Only the lines that hold "written" should be in the answer, each copied from the data below.
(TASK MATERIAL begins)
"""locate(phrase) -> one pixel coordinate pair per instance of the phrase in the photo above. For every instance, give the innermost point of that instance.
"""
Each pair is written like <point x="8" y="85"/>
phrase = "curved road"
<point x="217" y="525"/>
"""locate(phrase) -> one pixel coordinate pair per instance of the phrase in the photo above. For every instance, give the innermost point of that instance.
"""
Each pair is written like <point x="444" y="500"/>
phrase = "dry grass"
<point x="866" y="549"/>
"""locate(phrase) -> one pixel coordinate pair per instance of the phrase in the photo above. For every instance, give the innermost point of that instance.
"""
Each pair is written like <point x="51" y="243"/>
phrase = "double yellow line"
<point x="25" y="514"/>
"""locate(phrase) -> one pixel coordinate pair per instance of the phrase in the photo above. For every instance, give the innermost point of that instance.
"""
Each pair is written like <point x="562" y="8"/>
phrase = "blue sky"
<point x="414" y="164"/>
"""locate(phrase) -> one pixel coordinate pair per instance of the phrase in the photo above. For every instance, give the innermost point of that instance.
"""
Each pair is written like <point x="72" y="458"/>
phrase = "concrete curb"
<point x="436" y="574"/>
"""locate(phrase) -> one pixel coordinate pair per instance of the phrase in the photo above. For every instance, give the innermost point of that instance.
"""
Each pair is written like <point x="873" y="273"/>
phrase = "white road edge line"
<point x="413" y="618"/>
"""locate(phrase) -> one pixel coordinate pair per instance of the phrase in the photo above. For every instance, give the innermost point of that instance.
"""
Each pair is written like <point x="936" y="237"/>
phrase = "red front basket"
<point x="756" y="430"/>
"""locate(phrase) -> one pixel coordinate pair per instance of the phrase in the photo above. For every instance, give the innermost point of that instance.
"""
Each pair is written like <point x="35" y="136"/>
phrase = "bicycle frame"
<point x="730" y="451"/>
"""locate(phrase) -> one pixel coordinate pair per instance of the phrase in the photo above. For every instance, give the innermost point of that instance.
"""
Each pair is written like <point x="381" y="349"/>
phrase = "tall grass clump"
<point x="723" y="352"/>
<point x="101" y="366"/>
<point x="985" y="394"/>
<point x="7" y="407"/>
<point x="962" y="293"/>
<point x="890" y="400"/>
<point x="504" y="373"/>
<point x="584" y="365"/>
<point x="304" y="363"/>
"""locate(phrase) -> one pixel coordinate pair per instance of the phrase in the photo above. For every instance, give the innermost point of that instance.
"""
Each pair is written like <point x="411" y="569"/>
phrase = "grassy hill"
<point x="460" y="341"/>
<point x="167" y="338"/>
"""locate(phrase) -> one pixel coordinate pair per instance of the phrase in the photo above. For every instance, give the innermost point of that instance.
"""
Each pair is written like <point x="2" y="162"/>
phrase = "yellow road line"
(TASK MATERIAL ends)
# [RESPONSE BELOW]
Each pair is written like <point x="8" y="85"/>
Each pair is written like <point x="444" y="500"/>
Each pair is written like <point x="51" y="243"/>
Each pair is written like <point x="562" y="8"/>
Each pair is written like <point x="72" y="458"/>
Each pair is written like <point x="873" y="273"/>
Each pair is written like <point x="936" y="237"/>
Each pair is written like <point x="35" y="136"/>
Each pair is written like <point x="381" y="349"/>
Each pair is written like <point x="411" y="569"/>
Each pair is written like <point x="2" y="162"/>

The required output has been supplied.